GIVEN PROBLEM:
Can you copy out the rows below word for word, changing nothing?

------ RECORDS FOR THE EXERCISE

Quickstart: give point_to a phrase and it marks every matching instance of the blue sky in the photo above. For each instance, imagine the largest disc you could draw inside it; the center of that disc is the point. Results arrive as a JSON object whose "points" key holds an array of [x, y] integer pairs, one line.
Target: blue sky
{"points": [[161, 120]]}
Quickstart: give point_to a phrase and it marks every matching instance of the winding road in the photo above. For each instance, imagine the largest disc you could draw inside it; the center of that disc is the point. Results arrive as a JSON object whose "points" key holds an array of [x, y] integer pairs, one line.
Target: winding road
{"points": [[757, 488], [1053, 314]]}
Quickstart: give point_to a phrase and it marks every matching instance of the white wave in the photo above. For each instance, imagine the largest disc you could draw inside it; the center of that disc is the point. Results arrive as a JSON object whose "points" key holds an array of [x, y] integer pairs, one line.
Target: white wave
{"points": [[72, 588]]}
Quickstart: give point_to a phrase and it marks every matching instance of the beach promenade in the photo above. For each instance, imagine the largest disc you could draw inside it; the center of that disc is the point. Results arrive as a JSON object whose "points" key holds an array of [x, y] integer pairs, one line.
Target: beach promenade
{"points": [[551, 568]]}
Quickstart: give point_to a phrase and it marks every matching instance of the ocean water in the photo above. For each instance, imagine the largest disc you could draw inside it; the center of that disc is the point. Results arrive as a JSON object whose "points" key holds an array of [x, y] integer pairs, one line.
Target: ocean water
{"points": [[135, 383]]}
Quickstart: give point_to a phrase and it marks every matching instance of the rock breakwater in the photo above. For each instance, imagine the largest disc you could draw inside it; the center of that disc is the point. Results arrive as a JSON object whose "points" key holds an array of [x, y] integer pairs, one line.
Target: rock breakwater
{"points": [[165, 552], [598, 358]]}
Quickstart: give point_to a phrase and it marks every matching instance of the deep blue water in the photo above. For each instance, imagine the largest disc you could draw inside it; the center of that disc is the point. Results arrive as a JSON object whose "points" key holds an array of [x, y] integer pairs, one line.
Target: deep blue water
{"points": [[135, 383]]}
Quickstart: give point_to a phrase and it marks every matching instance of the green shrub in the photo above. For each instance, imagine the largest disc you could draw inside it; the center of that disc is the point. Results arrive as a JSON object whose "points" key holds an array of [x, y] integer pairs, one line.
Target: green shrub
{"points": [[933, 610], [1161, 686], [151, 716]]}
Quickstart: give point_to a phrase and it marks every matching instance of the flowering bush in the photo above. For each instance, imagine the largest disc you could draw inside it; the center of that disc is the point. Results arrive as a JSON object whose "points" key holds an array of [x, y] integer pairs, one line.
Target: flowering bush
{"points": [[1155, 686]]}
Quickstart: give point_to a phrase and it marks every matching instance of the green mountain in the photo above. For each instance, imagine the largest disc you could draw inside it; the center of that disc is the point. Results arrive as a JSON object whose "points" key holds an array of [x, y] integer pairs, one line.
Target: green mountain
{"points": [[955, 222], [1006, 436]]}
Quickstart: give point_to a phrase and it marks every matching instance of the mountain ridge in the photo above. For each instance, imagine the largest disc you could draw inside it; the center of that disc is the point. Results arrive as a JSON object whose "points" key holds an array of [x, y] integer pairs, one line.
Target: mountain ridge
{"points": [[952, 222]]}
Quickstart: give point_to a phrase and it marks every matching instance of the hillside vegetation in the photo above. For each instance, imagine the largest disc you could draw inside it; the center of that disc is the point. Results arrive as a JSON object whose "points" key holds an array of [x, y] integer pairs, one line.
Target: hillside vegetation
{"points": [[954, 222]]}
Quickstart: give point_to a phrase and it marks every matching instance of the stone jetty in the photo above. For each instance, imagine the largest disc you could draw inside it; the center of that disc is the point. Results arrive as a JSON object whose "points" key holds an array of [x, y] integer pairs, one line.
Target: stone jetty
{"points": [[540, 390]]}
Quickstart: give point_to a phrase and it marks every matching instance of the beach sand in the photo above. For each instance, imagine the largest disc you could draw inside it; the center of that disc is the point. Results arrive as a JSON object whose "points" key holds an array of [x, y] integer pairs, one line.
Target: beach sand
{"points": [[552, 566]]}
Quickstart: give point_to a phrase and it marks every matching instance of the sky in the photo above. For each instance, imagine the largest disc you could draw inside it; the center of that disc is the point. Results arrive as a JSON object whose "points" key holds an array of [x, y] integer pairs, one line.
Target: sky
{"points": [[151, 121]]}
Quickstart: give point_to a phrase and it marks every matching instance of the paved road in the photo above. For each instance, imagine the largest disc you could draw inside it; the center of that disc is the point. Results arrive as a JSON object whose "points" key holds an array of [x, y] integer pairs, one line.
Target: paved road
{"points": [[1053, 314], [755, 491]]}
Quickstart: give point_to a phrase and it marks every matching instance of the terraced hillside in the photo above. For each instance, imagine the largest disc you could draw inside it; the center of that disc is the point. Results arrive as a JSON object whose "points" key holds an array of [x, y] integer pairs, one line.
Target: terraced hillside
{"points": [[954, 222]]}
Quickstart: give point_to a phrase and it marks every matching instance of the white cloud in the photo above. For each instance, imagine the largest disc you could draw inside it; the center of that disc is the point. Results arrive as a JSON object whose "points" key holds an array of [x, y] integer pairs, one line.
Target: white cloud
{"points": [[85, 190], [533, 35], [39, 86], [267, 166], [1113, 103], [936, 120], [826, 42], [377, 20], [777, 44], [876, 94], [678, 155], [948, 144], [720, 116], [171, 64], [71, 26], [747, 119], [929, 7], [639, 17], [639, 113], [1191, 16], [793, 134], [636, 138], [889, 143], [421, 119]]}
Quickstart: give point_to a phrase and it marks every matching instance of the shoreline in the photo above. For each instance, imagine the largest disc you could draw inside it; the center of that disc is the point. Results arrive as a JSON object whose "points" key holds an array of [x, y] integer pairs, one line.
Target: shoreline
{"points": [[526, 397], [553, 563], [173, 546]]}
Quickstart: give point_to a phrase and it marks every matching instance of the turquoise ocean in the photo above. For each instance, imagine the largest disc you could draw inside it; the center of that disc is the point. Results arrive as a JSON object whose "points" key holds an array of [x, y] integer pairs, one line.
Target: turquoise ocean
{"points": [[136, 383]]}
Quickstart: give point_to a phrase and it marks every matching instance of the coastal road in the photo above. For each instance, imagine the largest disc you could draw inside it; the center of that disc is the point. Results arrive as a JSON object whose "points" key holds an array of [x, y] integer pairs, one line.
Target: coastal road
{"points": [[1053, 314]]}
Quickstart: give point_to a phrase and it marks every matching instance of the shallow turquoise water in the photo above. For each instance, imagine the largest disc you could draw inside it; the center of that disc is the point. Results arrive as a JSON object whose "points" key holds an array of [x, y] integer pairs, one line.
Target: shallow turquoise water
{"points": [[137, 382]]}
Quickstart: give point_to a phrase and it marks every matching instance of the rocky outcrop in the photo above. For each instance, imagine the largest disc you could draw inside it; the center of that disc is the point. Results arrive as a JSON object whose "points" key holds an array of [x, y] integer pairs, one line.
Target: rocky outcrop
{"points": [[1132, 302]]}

------------

FULL ANSWER:
Quickstart: give point_to a phrase and it marks every matching instance of the blue sky in the photo above. For each instance, imagine the largest disc you could draw inside it; the center of that disc is the point. Results arrive as a JSON object whose "points" key holds an array of [x, y] integer pairs, one line.
Target: blue sky
{"points": [[161, 120]]}
Quickstart: give point_to a phrase and it marks every matching instance of the winding road in the photo above. For each instance, imagine the largest disc you could draw inside it; the center of that disc is the point. Results arrive as a JSON object whose "points" key holds an array of [x, y] integer pairs, one line.
Target: winding road
{"points": [[757, 488], [1053, 314]]}
Quickstart: give point_to a phrase and it marks every matching instance of the white wave in the photo above. For each instance, imagine the largest disc you could draw inside it; the center of that disc is the point. Results arrive as a JSON object whose "points" key holds an array of [x, y] integer pairs, one line.
Target: white wave
{"points": [[72, 588]]}
Quickstart: give point_to a phrase and it marks every matching instance of the beach promenade in the photo above. For each instance, imagine the largest disc you could draw inside it; the center of that disc is the point. Results arrive as a JSON object whose "points" key holds an array of [x, y] integer pairs, one line.
Target: beach promenade
{"points": [[551, 568]]}
Quickstart: give point_to a phrase and it marks every matching instance of the ocean water in the photo above. For each instance, imagine the largest disc you could draw inside it; the center of that disc is the point. Results arrive as a JSON object whose "points" key holds an array of [x, y] integer pairs, one line.
Target: ocean water
{"points": [[135, 383]]}
Quickstart: give point_to a phrase and it marks every matching instance of the rock breakwater in the photo above. For each instance, imagine the largest disc you could draw inside it; the center of that disc is the point. Results arrive as a JSON object whose "points" key holds an array of [x, y] integer pairs, one line.
Target: rock breakwater
{"points": [[165, 552], [598, 358]]}
Quickstart: give point_to a phrase and it marks every matching instance of the deep blue water in the photo above. For each instance, imagine the largest disc you could draw inside it; the center of that disc is the point. Results arrive as a JSON object whose "points" key holds an array of [x, y] integer pairs, one line.
Target: deep blue water
{"points": [[135, 383]]}
Quickstart: give point_to a phrase and it marks every matching instance of the green shrub in the photo above. For each instance, imagine the largest disc you could draw inside it; the center of that disc is the point. Results arrive as a JSON object whose "points" key holds an array of [x, y] integer pairs, one line.
Target: green shrub
{"points": [[933, 610], [1161, 686], [151, 716]]}
Quickstart: give point_to a phrase and it marks every matching instance of the flowering bush in the photo above. For each instance, imagine the largest disc you could draw inside it; the center of that disc is the point. Results arrive as a JSON object whose "points" key holds an array of [x, y] integer pairs, one line.
Target: flowering bush
{"points": [[1155, 686]]}
Quickstart: give point_to a phrase and it marks every matching instance of the green mountain in the photo above. For each instance, imagine the largest disc you could draw inside it; the center of that disc is the point. Results arrive as a JSON object whose "points" key holds an array of [x, y] integer pairs, one line.
Target: green mountain
{"points": [[955, 222], [1006, 436]]}
Quickstart: give point_to a phrase and it marks every matching instance of the mountain ridge in the photo above. For each instance, imagine the largest disc you could draw inside it; the center of that disc is the point. Results arrive as a JSON object whose "points" key holds an array of [x, y] integer pairs, one line.
Target: mountain ridge
{"points": [[952, 222]]}
Quickstart: give point_to a phrase and it marks every matching instance of the hillside vegetation in the photo above. For each instance, imagine the largest disc you could draw inside it; the center of that disc is the point. Results arrive as a JSON object whose "points" key holds an array of [x, y] integer pairs, one line.
Target: hillside vegetation
{"points": [[954, 222]]}
Quickstart: give point_to a phrase and it marks every matching instance of the stone jetty in the photo above. For each instance, imagine the largest disc you could draw inside it; the center of that disc is the point. Results arrive as a JSON object whose "points" key holds an array of [x, y] integer pairs, one line.
Target: stone jetty
{"points": [[540, 390]]}
Quickstart: give point_to a phrase and it marks every matching instance of the beach sand in the photo above. For each instance, imagine the largest disc you could draw inside it; the center of that disc is the point. Results arrive as a JSON object whose "points" key holds an array of [x, y] integer pairs, one line.
Target: beach sand
{"points": [[552, 566]]}
Quickstart: give point_to a phrase and it marks every matching instance of the sky in the photo above. For each instance, imagine the largest disc you could draw inside it; the center of that disc is the point. Results arrive as a JSON object whose "points" key holds an array of [x, y] integer pairs, one line.
Target: sky
{"points": [[151, 121]]}
Quickstart: give point_to a phrase and it marks every matching instance of the paved road in the photo above. For each instance, imagine the largest disc you could draw inside it; the center of that disc is the point. Results arrive as a JSON object whose "points" key holds an array of [x, y] integer pairs, one line.
Target: paved road
{"points": [[1053, 314], [755, 491]]}
Quickstart: give point_to a phrase and it marks every matching instance of the terraced hillside in the photo above. For each instance, imagine the largest disc you could draw inside it; the center of that disc is the point. Results arrive as a JSON object whose "points" key holds an array of [x, y] integer pairs, one line.
Target: terraced hillside
{"points": [[954, 222]]}
Quickstart: give point_to a phrase and it marks every matching instance of the white cloud in the photo above. For each instance, imagine the largest disc you could draw inside it; the center of that disc is the point. Results arrive as a JSON object whose "points" key holds an array of [x, y] integer pairs, one line.
Target: white cloud
{"points": [[85, 190], [533, 35], [39, 86], [267, 166], [1113, 103], [936, 120], [826, 42], [377, 20], [777, 44], [876, 94], [678, 155], [948, 144], [720, 116], [171, 64], [71, 26], [747, 119], [929, 7], [639, 17], [639, 113], [1191, 16], [793, 134], [636, 138], [889, 143], [421, 119]]}
Quickstart: give point_to a phrase and it marks every matching instance of the shoreline in the photo above. For each instance, imagine the largest disc you could draw inside it; the center of that disc is the point. Results arrive as a JSON object whose "points" key holds an array of [x, y] integer pairs, one line.
Target: shoreline
{"points": [[526, 397], [553, 563], [173, 546]]}
Quickstart: give point_to a phrase and it marks every matching instance of the turquoise ocean in the photo above. For each instance, imagine the largest disc you could draw inside it; the center of that disc is the point. Results arrive as a JSON object whose "points" key holds an array of [x, y] integer pairs, one line.
Target: turquoise ocean
{"points": [[136, 383]]}
Quickstart: give point_to a phrase and it marks every matching instance of the coastal road in the photo above. For each instance, imagine the largest disc you could draw inside it; the center of that disc is the point. Results arrive as a JSON object whose "points" key holds an array of [x, y] integer pairs, one line.
Target: coastal road
{"points": [[1053, 314]]}
Quickstart: give point_to a phrase and it marks every matching instance of the shallow turquoise water in the photo above. For each instance, imagine the largest disc you could draw inside it; the center of that disc is the point. Results arrive as a JSON object whose "points" key holds an array of [x, y] integer pairs, one line.
Target: shallow turquoise water
{"points": [[137, 382]]}
Quickstart: give point_to a phrase and it marks every matching instance of the rocky outcrop in the photo above. For each instance, imagine the largest disc you could draw inside it; the center of that disc is the point. Results arrive as a JSON object whose "points" key holds an array of [x, y] integer pairs, one line.
Target: rocky outcrop
{"points": [[1132, 302]]}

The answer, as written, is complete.